§ **Source document**:
··········
I am not our Fica score.
I am not the amount that we owe on credit cards.
I am not the numbers on the scale.
I am not the balance in our checkbook.
I am not my age.
I am just me.
Sometimes these numbers define me. Make me crazy.
Our debt is major to us. We worry, we fret, we look at and do the best we can to make the payments. Our debt is, a trip to Monterey we needed the week before Joseph was going to have an MRI as a one year old. We needed as a family to get away as best we could.
Our debt is a ring purchased for a me and a watch for Dominic for our 10 year anniversary. 10 years of so much we had gone thru and never went to bed angry, never slept in separate rooms unless a small child or the army made us.
Our debt is some birthday parties for the boys, some groceries, some gas when months were tight.
We didnt get it over night it has taken us a few years to accumulate it and it will take a few years to pay it all back. It's just the way it is.
··········
§ **Data for analysis**:

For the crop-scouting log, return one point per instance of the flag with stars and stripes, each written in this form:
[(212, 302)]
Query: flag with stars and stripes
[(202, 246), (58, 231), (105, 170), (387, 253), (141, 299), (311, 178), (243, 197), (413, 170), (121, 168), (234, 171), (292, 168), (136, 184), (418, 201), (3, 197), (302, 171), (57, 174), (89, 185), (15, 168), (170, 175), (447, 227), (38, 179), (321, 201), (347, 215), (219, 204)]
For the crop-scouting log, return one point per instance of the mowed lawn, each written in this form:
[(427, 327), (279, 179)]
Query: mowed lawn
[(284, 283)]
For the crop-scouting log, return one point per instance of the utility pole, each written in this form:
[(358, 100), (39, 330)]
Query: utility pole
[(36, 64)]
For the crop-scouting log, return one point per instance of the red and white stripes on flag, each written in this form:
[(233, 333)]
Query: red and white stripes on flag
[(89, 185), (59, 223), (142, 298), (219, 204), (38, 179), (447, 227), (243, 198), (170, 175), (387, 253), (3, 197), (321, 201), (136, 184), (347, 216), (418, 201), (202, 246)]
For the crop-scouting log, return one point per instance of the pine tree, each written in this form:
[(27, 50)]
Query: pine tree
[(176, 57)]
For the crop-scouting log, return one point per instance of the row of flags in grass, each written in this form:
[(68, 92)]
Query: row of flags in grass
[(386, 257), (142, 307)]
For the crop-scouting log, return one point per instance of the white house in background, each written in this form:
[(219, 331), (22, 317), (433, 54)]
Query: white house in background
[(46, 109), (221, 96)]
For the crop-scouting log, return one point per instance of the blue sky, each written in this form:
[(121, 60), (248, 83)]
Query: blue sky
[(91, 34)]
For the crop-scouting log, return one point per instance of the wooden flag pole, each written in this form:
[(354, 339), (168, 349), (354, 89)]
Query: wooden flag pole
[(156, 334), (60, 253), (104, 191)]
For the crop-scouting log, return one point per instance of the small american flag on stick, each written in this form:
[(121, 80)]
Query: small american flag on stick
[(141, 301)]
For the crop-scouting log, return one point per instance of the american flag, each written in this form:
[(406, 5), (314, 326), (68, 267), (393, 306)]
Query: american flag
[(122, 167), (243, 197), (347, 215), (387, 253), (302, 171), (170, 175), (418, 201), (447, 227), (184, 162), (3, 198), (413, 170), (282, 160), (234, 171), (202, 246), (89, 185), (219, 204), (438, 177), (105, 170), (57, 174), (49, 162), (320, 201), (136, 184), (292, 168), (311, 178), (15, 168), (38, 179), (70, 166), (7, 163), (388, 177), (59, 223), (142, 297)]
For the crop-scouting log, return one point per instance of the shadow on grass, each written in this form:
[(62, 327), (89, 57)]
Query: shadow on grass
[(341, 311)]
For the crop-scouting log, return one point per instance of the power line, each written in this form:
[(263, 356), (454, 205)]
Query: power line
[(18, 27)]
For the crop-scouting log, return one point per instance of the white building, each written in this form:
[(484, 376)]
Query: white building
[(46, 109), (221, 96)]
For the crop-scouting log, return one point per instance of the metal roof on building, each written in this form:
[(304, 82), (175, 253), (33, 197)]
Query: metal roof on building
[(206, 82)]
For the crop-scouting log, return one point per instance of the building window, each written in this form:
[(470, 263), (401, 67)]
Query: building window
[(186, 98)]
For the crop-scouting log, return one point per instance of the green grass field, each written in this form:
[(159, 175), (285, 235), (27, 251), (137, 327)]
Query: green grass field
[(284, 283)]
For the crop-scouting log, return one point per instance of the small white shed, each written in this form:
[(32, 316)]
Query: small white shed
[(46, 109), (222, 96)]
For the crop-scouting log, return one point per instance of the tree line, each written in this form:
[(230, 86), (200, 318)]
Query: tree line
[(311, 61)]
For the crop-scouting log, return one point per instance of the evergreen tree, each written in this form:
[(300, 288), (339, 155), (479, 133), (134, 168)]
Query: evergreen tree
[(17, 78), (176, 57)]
··········
§ **Work request A**:
Answer these from the essay about debt:
(i) Where did the family travel on the trip that is part of the debt?
(ii) What was Joseph going to have the week after that trip?
(iii) How long does the essay say it will take to pay the debt back?
§ **Work request B**: Please write what comes next in the essay about debt, picking up after its final sentence.

§ **Answer A**:
(i) Monterey.
(ii) An MRI, as a one year old.
(iii) A few years.

§ **Answer B**:
The numbers on the scale are from 2 pregnancy during very high stress times, two children born with life threatening conditions in the first years of life we had to work thur and get to the other side when me and my body was not a priority. Too many hours sitting by the computer researching for Joseph. Too many meals eaten on the run on the way to therapy. Too many nights Dominic just swept us up and out to eat. Again I did not wake up and all of the sudden weigh this much and it wont go away over night either.
My age gets to me sometimes I cannot believe I am 35 years old already. I feel like life is going so fast. But I have done a lot in 35 years I have seen a lot, endured a lot. I wouldn't trade the age I am now to be 18. While I have more stress and worries than I did when I was 18 I use to carry the weight of the world on my shoulders for no good darn reason.
I am trying to let go of these numbers and not let them define who I am I have spent too much of the past year doing that and what did it get me? I think just bigger numbers.